# [Aim]
Please rewrite everything in the listing from the line containing "target | rippled water surface" down to the line containing "x=154, y=261", both lines included and the requests kept, lowering each x and y coordinate in the answer points by 60. Leave the sample coordinates as they are.

⁂

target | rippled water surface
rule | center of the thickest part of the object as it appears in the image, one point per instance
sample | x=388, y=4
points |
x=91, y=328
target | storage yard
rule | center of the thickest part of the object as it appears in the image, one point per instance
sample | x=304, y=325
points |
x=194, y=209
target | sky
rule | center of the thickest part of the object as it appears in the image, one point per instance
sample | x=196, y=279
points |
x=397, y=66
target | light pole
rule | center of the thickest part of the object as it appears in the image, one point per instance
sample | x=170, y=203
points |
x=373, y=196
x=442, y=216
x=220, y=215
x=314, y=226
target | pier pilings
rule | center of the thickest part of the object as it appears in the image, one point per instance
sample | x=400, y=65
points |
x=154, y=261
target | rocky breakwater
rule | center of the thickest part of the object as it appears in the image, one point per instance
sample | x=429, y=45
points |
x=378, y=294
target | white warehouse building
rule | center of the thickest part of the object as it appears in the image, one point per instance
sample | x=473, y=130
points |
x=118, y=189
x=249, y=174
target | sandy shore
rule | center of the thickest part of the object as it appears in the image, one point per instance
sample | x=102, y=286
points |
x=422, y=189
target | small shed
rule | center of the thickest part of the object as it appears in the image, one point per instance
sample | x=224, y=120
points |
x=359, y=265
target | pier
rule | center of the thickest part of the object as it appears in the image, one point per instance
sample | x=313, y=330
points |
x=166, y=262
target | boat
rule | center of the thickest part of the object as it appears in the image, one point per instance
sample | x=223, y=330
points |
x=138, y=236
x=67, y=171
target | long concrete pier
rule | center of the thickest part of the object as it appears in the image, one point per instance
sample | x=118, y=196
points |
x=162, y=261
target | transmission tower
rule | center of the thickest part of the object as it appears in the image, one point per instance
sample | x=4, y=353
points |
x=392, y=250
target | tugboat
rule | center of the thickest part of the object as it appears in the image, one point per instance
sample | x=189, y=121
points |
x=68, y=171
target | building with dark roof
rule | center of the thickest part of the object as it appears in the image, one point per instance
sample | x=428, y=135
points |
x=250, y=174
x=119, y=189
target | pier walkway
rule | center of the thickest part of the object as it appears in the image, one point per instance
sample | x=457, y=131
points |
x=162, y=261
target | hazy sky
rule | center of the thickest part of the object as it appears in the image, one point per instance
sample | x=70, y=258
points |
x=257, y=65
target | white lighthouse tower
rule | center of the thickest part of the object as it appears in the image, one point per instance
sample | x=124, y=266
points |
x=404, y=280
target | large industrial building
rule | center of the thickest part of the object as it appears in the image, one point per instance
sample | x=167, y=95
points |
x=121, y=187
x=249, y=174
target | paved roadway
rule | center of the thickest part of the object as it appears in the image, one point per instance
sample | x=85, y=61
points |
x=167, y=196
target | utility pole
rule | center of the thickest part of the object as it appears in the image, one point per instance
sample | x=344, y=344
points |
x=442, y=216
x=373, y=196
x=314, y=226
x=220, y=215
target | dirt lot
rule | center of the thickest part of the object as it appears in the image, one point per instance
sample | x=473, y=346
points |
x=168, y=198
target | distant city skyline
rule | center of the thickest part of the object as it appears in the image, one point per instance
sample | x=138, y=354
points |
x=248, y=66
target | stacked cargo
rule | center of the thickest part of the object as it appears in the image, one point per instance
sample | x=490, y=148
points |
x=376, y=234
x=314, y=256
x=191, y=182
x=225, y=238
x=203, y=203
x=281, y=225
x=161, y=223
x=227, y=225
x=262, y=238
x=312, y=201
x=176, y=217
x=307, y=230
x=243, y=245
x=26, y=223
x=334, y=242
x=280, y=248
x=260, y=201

⁂

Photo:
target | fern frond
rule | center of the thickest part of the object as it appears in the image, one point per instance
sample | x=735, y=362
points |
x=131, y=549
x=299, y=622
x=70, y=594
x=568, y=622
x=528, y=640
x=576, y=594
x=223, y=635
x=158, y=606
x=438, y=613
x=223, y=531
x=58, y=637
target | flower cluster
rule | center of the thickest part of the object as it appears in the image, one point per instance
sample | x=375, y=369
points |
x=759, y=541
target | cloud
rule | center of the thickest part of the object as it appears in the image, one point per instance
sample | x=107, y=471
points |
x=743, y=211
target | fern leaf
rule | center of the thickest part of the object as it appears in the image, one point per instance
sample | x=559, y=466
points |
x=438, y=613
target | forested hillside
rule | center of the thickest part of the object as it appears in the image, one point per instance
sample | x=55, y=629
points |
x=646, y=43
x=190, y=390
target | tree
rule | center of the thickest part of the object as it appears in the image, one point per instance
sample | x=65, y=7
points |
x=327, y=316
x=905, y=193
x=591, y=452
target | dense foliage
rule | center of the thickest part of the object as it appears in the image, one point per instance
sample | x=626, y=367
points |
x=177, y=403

⁂

# [Reply to the task]
target | rippled water surface
rule | center of the thickest part of the object as it appears in the image, one point per instance
sample | x=388, y=4
points |
x=31, y=268
target | storage yard
rule | center of the thickest part of the object as it appears in the image, one point per instance
sample | x=304, y=325
points |
x=134, y=149
target | sky
rule | center of the thickest part of the object as it appears in the image, one point per instance
sample | x=196, y=279
points |
x=337, y=6
target | light pole
rule | center of the thickest part of the object as it appears in the image, one point per instance
sample | x=170, y=203
points |
x=313, y=136
x=382, y=156
x=160, y=155
x=254, y=166
target | pier pilings
rule | center of the thickest part of the object as it appears in the image, one point per instance
sample | x=400, y=65
points |
x=94, y=201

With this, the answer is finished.